Passage ::

* START *

Upon receiving an MO request, the HLR should validate that the subscriber is active in its records and that the service code is valid and active. If those checks pass, the HLR should route the request via a USSD Gateway to the appropriate application. Only when that application responds positively to the request can a USSD session be established. Once a session is established between these parties then transactions can flow end to end.

The application that receives the request may perform its own validation during the session, eg. verifying the IMSI of the requestor or performing multi-phase authentication. However, it could be possible for someone to sniff on the radio interface or to hi-jack it entirely (ala Paget) and record these inputs for subsequent fraudulent use. Many USSD-based financial services use end-to-end encryption between a client (SIM toolkit or Java) on the handset and the application attached to the USSD Gateway. This is the only way of guaranteeing the security of such services.

Network Initiated (NI) USSD poses a greater risk in that it can originate from outside the home network. In this case a USSD session is pushed to a subscriber's handset and may appear as if it is coming from their home network. For this reason many MNOs block NI USSD coming from outside the network but this is not effective when their subscribers roam out.

While roaming in a foreign network, a subscriber may see an advert promising a cool service if they send SMS to an international MSISDN. When they send the SMS, a USSD session may be pushed to their handset. Such a session may not have any sinister purpose but it is not within the control of the recipient's home operator.

* END *

[Point labeling dataset excerpts]
* START *

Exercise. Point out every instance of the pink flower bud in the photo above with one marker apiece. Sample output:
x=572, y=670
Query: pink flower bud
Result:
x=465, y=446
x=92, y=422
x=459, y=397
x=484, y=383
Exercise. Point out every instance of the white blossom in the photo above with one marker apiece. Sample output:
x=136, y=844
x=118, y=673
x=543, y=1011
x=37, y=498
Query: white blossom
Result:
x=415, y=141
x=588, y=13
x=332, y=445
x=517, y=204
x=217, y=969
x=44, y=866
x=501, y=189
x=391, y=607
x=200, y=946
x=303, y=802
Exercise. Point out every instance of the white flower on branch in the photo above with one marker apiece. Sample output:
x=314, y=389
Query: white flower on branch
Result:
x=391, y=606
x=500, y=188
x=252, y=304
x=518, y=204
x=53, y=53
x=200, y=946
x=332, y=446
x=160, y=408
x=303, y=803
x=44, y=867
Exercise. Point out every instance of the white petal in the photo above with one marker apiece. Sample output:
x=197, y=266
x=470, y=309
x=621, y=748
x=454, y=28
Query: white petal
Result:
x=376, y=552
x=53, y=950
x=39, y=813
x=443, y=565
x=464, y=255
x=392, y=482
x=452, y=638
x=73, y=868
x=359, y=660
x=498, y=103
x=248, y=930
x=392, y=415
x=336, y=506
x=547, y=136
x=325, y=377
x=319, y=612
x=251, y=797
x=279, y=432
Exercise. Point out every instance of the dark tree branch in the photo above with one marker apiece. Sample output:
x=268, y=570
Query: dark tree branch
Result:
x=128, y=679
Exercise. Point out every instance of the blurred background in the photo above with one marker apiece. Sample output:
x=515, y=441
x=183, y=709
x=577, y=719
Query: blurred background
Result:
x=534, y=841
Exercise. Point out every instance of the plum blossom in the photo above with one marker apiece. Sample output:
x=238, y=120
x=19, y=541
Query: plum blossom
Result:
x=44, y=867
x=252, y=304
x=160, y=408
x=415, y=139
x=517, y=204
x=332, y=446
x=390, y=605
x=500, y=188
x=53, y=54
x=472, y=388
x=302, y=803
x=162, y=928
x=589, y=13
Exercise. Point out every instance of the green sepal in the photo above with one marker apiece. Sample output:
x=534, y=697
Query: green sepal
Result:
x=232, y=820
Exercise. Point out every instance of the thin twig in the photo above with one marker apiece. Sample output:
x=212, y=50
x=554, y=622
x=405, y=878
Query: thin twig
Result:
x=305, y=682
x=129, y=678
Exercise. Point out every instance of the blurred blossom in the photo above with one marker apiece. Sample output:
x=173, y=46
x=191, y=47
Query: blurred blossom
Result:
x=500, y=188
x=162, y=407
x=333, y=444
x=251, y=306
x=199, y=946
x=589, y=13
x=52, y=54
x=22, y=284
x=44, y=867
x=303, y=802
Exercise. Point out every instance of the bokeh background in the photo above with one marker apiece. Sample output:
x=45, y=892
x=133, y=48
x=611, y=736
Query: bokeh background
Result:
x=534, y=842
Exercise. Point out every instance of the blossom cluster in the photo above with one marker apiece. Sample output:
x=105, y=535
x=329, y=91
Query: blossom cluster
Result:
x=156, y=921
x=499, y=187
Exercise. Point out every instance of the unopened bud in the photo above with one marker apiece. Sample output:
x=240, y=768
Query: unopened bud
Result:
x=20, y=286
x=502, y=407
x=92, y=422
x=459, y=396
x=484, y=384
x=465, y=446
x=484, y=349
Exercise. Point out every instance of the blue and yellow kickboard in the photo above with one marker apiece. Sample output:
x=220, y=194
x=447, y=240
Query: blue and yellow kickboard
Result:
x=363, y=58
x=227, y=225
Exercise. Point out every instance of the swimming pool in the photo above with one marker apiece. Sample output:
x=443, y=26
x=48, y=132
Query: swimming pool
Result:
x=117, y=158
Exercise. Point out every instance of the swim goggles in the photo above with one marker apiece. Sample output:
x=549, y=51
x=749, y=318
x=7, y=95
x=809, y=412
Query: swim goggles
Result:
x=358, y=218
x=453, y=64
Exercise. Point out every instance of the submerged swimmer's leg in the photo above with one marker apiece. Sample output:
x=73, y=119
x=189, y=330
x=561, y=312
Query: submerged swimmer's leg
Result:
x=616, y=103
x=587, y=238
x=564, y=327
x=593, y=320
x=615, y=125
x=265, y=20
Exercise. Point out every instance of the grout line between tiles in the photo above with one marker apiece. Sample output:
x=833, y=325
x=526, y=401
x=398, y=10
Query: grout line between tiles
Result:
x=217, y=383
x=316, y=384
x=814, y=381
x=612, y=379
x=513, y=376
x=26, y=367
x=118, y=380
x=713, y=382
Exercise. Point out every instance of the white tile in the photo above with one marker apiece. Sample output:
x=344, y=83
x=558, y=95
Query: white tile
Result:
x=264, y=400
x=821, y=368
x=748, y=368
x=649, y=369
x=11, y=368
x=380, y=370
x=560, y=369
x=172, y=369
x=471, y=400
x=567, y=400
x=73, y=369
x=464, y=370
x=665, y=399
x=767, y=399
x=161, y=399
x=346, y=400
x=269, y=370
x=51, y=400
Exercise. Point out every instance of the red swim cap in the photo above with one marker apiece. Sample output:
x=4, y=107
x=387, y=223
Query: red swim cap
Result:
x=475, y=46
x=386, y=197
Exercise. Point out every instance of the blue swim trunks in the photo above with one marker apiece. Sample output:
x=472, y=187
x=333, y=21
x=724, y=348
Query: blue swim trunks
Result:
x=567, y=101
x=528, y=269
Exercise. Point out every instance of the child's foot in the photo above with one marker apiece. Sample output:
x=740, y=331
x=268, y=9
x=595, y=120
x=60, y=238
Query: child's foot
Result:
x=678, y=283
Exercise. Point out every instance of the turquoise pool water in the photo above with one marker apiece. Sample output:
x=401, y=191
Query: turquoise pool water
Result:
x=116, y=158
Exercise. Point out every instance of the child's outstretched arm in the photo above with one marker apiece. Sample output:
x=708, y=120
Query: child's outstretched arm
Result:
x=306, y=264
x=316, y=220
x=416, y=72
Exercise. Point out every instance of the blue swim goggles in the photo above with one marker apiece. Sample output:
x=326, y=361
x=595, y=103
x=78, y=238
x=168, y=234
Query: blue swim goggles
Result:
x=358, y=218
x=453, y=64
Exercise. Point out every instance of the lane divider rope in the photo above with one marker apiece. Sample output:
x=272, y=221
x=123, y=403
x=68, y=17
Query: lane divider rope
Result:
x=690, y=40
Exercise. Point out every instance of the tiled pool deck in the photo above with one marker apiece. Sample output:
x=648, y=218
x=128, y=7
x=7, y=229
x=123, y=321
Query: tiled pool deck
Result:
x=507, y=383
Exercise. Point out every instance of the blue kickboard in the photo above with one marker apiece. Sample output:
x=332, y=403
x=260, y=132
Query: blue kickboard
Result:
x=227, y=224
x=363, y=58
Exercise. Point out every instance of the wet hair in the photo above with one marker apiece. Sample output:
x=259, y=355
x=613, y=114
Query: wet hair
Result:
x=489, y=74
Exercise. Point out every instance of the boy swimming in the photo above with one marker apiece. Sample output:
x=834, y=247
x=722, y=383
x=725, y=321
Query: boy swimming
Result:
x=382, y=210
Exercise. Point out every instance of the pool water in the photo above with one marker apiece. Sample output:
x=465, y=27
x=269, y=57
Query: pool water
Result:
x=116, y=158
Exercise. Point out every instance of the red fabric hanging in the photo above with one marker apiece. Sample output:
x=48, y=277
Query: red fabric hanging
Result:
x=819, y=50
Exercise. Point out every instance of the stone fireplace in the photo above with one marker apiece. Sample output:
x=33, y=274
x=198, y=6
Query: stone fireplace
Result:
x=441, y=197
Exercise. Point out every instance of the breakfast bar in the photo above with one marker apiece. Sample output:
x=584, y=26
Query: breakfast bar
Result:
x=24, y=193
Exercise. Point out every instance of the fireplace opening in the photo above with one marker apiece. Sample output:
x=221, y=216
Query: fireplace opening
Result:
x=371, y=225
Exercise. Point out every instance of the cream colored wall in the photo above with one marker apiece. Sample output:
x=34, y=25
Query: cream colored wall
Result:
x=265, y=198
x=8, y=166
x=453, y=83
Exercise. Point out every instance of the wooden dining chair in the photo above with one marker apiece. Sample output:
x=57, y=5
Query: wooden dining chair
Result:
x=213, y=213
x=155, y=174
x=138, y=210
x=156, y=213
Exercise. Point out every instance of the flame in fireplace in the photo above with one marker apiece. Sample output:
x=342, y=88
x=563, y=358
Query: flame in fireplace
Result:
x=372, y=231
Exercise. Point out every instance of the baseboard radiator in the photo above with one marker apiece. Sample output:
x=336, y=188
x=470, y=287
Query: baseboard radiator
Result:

* END *

Exercise description :: Update the part of the USSD passage starting with "The application that" and going on through "of such services.", swapping "radio interface" for "air interface".

Reply ::
The application that receives the request may perform its own validation during the session, eg. verifying the IMSI of the requestor or performing multi-phase authentication. However, it could be possible for someone to sniff on the air interface or to hi-jack it entirely (ala Paget) and record these inputs for subsequent fraudulent use. Many USSD-based financial services use end-to-end encryption between a client (SIM toolkit or Java) on the handset and the application attached to the USSD Gateway. This is the only way of guaranteeing the security of such services.